## Texte proposé
Aventure pédagogique au cœur du Paris médiéval

Plan du Paris médiéval, dit plan de Bâle (v. 1550). Source : https://commons.wikimedia.org
Plan du Paris médiéval, dit plan de Bâle (v. 1550). Source : https://commons.wikimedia.org

 

 

Octobre-décembre 2015. Trois étudiantes de L3 décident de s'éloigner des sentiers cent fois battus, souvent contraints, qui mènent aux tâches universitaires. Lasses de n’être qu’étudiantes, elles veulent être conteuses : elles narreront donc le Paris médiéval à un groupe de collégiens de la classe relais* de Nanterre, et leur feront aimer l’histoire (pensent-elles). Elles flairent l’embûche, mais choisissent de s’en repaître : qu’est-ce que l’embûche, si ce n’est l’aventure qui ne dit pas son nom ? Elles vous racontent, à présent, le caractère des événements et leur tournure...

 

Il fallait s’y attendre : les semaines défilent. Le temps s’écoule toujours un peu vite quand il se passe à questionner la difficulté. La leçon d’histoire s’envisage, se projette ; une fois le projet conçu, les lectures entreprises, les faits rassemblés, elle peut se préparer. Les premières interrogations surgissent et travaillent les esprits : que conter aux élèves ? que choisir de leur transmettre ? que laisser de côté ?

 

Deux séances, d’une heure chacune ; c’est le peu que nous avons pour enseigner quelque chose du Paris médiéval à des collégiens. Il nous faut faire des choix : essentialiser l’histoire sans la travestir, c’est ce dont il s’agit. A force d'hésitations, de discussions et de conseils, la leçon finit par s'élaborer.

## Consigne
Indiquez, s'il vous plaît, si chacune des affirmations suivantes concorde avec le texte sur le Paris médiéval, en répondant par oui ou par non et en citant les mots décisifs du texte. 1. Les étudiantes sont en L3. 2. Elles disposent de trois séances pour leur leçon. 3. Leur public est composé de lycéens.

## Liste
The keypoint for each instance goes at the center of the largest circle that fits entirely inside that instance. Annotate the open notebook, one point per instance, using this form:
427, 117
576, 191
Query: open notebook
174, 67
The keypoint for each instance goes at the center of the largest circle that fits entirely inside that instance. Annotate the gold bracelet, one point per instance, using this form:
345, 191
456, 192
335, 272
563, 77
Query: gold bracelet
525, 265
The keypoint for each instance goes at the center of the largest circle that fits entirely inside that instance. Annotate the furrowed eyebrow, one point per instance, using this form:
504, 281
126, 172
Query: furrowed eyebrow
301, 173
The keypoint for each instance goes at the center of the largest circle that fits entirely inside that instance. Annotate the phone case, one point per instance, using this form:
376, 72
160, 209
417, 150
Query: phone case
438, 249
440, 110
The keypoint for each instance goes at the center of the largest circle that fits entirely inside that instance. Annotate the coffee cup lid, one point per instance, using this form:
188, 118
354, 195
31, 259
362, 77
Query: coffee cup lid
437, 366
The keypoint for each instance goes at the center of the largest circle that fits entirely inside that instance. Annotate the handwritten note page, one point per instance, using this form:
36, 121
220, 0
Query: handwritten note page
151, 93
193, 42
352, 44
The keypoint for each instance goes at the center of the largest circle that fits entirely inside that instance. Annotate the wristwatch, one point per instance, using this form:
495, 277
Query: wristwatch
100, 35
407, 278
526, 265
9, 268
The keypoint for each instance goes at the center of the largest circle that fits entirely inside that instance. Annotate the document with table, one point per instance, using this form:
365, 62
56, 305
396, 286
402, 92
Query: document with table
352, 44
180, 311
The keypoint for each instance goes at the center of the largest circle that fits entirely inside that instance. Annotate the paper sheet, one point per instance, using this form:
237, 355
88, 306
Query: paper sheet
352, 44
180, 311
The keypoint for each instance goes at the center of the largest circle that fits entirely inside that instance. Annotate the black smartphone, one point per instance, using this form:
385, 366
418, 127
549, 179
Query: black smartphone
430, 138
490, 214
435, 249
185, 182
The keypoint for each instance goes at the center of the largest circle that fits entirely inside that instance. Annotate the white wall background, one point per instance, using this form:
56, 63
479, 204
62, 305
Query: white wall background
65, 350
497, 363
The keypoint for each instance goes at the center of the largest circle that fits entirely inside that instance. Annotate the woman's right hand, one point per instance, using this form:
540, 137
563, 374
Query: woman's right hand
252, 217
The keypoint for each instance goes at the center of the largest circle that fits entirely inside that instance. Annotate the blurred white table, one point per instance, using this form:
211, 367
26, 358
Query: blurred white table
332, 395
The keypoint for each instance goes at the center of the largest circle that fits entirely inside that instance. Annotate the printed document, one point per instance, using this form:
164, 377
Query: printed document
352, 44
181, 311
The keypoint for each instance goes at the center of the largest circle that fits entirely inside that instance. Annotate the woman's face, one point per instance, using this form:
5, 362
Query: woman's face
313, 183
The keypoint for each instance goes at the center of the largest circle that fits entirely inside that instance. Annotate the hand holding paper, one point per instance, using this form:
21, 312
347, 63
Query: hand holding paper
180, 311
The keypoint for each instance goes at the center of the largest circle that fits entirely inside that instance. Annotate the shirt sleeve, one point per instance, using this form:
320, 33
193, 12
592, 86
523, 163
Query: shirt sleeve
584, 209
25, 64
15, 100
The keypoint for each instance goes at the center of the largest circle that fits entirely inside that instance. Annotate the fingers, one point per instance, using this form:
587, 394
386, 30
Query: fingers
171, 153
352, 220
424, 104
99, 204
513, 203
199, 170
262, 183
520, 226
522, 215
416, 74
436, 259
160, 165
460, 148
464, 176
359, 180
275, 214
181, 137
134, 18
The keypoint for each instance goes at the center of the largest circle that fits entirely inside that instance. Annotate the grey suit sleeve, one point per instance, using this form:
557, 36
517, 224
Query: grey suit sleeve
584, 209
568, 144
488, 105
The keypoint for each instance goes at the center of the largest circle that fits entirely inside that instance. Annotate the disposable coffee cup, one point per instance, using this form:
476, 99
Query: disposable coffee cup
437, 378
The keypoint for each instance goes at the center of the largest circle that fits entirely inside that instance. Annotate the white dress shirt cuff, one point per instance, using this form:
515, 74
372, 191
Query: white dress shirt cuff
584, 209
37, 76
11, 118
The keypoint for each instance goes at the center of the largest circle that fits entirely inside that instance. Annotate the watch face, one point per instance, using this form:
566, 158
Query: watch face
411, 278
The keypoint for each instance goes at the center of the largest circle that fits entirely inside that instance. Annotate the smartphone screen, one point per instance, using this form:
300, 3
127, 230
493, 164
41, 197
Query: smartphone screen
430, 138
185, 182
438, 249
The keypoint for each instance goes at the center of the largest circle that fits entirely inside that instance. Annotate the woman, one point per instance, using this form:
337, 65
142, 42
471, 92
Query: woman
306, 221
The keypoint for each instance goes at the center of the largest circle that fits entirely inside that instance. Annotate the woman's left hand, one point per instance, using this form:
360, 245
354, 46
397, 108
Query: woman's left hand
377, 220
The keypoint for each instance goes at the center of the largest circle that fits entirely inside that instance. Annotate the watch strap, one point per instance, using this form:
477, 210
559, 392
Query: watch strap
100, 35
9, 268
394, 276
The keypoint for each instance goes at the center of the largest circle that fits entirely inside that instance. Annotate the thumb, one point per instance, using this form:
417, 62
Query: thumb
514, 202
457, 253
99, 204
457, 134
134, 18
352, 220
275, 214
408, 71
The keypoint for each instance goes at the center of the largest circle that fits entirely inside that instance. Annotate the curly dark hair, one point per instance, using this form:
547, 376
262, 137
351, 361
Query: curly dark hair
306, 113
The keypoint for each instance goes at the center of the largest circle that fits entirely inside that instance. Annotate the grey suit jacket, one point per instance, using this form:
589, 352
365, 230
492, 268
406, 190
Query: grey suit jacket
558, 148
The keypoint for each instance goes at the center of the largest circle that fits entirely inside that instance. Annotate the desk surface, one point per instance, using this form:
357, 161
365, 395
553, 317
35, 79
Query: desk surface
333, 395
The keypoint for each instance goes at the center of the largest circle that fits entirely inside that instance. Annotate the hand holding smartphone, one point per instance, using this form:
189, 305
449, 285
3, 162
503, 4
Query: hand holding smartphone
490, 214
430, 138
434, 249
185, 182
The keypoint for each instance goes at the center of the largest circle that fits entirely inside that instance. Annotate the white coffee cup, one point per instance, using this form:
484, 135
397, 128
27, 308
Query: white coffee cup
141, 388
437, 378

## Corrigé
1. Oui : « Trois étudiantes de L3 »
2. Non : « Deux séances, d’une heure chacune »
3. Non : « à des collégiens »